[Stated exercise] Rescale the listing below by reproducing every line, requests included, with each coordinate in the answers multiplied by 1.15. Round the results to whole numbers, with halves rounded up.

Excerpts from a location annotation dataset
· · · · · · ·

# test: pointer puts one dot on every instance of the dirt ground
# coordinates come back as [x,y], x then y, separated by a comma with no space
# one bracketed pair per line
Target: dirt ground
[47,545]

· · · · · · ·

[Solution]
# test: pointer puts one dot on every instance of the dirt ground
# coordinates come back as [x,y], x then y, separated by a comma with no space
# one bracketed pair per line
Target: dirt ground
[54,627]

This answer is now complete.